--- Document passage ---
** begin **

Most of what we now know of the family comes from the long letters which Caroline wrote to her relatives at home.  In November 1856 she wrote of meeting her Lindsay cousins in Barrackpore, Calcutta.  She mentioned the, “very nice house,” and a ball given for them by the officers, “the room hung with flowers and the colours of the regiment; two bands and supper laid out in a tent.”  They didn't retire until 2.30 am but were up at 9 to catch the train to Ramnagar, 130 miles away.


On the following day they set out at 5 pm by carriages to a river.  As there were no boats the carriages were pulled across by coolies which took 2 hours in the moonlight.  They were relieved to reach a Dak bungalow at 9 pm to spend the night.  Dak bungalows were provided every 15 miles along the main roads.  But their problems were not over.  The new horses provided had not been in harness before so they reared and bolted.  The weary girls and their mother climbed back into the carriages and set off again.   By now they had been joined by brother George but once again a horse bolted and one of the gharris (carriages) was upset.  The family crossed three more rivers, this time dragged through low water and sand by 8 bullocks.  Finally they arrived at Cawnpore, an important garrison town for the East India Company lying both on the Grand Trunk Road and the River Ganges.

On November 11th they gratefully arrived in Benares where they rested for four days.  Colonel Cotton, an old friend of Mrs Lindsay, arranged, “a very nice dance,” for the girls but George, “would not go.”  They travelled on to Mirzapur, where they stayed for three days, going to dinner parties, dances and the races.  Alice was looking forward to reaching Cawnpore. “I shall be very glad to be settled for some time, for moving about and stopping first at one place and then another is not pleasant.”
The Lindsay sisters  a) Caroline  b) Fanny  c) Alice

The winter in Cawnpore passed with parties, dancing and concerts.  It is easy to see why Kate Lindsay found it more stimulating than Rochester and there were plenty of young officers as beaux for Caroline, Alice and Fanny.  But as it grew warmer rumours reached them of unrest among the native sepoys and of mutiny and murder in Meerut.  Although Mrs Lindsay wanted to send her daughters to a safer place, she wished to stay with her son George.  Colonel William Lindsay insisted that she and his wife Lilly should also depart, at least for Calcutta, but in fact they all stayed in Cawnpore.

** end **

--- Extracted material ---
** begin **

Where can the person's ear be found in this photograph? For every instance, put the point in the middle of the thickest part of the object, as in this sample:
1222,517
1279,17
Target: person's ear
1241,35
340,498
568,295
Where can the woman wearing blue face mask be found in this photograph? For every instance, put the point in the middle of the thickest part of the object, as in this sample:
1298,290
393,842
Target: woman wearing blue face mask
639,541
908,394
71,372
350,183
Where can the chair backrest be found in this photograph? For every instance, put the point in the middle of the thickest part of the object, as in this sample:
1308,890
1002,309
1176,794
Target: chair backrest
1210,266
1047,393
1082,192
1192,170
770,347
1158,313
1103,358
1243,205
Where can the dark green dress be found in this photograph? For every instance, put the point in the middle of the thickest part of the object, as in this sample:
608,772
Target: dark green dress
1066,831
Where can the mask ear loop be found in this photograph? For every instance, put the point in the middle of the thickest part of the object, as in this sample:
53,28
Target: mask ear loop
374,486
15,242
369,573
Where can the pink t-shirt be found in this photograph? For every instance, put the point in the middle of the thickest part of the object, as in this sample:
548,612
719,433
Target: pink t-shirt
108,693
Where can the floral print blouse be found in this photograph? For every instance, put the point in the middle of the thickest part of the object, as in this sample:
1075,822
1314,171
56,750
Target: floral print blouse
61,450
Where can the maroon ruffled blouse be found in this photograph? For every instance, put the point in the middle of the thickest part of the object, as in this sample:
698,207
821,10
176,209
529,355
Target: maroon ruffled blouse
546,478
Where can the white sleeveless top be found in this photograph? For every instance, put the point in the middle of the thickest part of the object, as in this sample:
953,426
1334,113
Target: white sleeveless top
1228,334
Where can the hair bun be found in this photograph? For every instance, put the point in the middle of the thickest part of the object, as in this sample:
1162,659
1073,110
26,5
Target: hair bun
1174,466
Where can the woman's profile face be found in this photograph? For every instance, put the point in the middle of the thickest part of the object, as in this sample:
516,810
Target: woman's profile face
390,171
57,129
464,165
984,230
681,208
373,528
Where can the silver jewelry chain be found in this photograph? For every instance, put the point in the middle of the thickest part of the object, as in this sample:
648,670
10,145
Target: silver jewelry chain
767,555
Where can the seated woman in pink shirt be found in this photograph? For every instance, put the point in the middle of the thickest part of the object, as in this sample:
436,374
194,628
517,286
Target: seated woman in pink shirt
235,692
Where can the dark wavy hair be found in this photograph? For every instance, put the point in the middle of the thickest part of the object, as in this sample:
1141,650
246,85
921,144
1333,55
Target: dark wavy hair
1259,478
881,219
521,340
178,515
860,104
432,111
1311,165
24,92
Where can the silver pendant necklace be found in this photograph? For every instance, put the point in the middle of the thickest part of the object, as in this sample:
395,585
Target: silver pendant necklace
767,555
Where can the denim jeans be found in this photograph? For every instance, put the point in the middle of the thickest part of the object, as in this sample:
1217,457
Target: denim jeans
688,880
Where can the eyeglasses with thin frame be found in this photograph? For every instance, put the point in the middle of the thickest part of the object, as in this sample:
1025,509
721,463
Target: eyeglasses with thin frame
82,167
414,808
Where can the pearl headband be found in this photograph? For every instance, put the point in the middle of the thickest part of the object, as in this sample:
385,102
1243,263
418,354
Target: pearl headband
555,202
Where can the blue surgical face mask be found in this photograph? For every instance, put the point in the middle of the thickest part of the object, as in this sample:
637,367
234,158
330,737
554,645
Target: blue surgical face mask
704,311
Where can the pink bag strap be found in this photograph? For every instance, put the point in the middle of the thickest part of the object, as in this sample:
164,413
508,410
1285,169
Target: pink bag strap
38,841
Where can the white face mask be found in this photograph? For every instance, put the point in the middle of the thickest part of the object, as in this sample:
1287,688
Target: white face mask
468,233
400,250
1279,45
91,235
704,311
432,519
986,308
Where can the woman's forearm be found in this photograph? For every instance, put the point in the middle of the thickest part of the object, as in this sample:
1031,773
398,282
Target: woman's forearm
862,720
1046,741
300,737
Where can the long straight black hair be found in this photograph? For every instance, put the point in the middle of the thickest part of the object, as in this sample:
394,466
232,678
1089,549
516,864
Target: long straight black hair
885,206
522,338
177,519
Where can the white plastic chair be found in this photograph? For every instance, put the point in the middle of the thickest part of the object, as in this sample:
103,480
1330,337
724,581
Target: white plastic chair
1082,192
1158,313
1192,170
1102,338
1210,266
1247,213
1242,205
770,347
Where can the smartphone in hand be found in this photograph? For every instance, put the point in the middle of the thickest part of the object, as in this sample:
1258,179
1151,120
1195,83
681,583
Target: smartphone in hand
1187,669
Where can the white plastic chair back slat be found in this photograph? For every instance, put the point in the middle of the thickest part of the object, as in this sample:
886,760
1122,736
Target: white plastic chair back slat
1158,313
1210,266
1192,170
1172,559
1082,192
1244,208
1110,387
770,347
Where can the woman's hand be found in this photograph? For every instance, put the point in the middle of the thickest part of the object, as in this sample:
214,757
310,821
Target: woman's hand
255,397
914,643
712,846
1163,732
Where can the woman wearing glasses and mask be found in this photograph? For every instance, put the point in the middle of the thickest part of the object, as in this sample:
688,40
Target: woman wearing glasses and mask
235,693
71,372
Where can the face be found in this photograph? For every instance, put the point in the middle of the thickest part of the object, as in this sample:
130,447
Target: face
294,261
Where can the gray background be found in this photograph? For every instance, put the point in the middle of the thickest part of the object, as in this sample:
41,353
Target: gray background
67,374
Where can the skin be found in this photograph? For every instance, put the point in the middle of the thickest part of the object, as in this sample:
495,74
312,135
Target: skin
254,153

** end **
** begin **

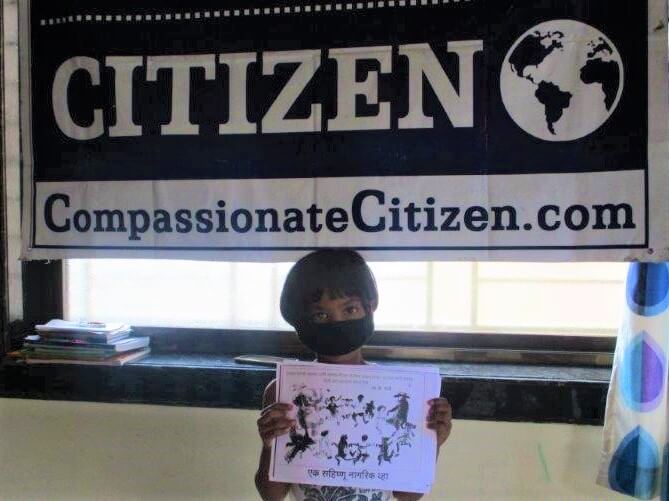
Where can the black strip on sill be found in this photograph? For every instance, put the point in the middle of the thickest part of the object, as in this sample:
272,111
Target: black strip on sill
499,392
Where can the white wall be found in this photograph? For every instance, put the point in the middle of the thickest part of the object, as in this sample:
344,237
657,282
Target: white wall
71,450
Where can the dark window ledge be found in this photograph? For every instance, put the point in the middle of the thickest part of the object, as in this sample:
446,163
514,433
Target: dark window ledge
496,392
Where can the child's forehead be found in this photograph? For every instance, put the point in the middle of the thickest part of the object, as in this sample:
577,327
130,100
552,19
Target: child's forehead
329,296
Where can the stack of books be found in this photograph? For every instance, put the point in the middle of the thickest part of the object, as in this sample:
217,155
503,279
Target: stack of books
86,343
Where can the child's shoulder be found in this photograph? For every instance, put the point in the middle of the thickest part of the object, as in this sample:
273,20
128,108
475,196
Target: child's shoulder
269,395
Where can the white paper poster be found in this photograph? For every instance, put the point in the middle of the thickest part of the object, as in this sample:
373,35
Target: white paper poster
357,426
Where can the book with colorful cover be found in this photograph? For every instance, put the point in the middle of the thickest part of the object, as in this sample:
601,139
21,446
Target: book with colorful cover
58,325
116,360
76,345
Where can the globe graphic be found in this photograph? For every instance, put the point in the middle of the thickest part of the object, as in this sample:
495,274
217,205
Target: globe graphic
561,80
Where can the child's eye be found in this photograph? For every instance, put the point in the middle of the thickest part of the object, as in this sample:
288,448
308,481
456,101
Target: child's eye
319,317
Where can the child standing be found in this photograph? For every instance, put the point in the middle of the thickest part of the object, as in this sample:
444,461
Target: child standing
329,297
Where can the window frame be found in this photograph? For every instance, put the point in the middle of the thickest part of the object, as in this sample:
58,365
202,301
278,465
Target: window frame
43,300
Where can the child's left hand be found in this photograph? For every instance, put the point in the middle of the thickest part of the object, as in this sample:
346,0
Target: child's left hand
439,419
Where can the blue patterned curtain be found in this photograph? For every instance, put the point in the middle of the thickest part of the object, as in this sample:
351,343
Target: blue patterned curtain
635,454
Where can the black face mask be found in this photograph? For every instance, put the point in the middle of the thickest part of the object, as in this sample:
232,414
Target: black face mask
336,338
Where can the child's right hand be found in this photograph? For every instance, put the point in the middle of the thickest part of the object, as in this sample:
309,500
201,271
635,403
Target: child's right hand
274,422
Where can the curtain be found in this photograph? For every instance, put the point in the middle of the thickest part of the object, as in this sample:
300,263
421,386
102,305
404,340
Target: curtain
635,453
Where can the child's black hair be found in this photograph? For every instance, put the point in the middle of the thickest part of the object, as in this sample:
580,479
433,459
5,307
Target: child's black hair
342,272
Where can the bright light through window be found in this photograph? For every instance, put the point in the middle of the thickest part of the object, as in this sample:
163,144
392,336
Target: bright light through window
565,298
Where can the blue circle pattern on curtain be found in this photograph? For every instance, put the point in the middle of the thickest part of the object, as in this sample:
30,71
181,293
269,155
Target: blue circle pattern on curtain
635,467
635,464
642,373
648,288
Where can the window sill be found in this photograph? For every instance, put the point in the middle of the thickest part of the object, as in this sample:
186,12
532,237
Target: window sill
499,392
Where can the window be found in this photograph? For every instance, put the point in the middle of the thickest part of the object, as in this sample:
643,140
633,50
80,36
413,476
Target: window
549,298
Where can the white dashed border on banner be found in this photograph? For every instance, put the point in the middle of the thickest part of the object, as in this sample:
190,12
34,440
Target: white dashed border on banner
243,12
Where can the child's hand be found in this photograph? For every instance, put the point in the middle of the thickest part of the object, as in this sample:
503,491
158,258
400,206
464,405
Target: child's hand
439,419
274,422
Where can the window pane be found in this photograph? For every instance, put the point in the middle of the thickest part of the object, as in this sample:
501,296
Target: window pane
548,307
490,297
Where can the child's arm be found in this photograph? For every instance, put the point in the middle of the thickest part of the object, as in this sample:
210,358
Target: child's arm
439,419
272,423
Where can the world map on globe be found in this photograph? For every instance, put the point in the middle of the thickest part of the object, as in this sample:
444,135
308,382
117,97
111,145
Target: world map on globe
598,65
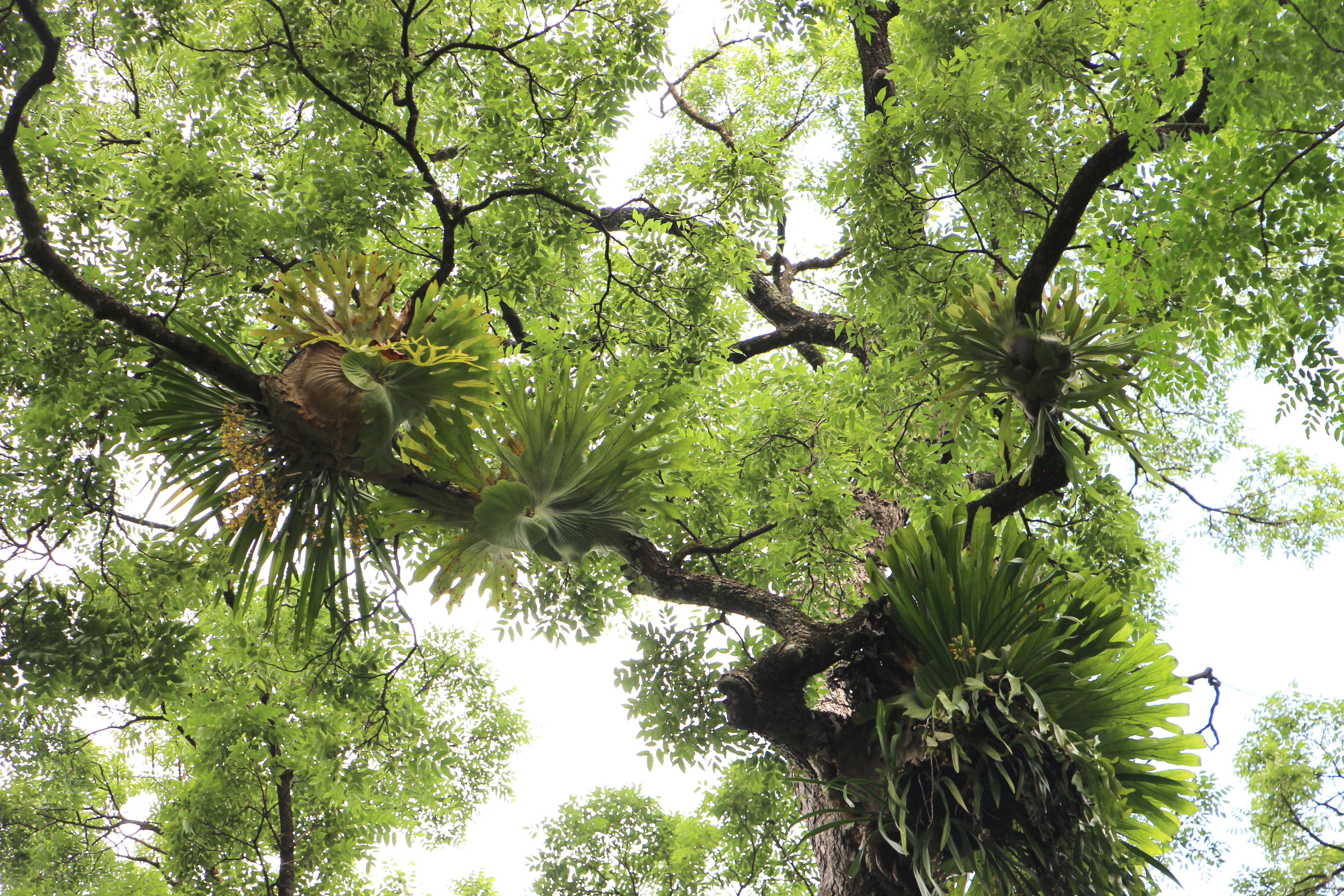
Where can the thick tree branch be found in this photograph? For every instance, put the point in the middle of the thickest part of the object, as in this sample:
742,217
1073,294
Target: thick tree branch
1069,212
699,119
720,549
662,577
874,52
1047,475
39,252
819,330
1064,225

** end **

Reproduce word for word the part of the passage on the Lindsay family in India between "The winter in" and "stayed in Cawnpore.", inclusive. These items are taken from a separate source.

The winter in Cawnpore passed with parties, dancing and concerts.  It is easy to see why Kate Lindsay found it more stimulating than Rochester and there were plenty of young officers as beaux for Caroline, Alice and Fanny.  But as it grew warmer rumours reached them of unrest among the native sepoys and of mutiny and murder in Meerut.  Although Mrs Lindsay wanted to send her daughters to a safer place, she wished to stay with her son George.  Colonel William Lindsay insisted that she and his wife Lilly should also depart, at least for Calcutta, but in fact they all stayed in Cawnpore.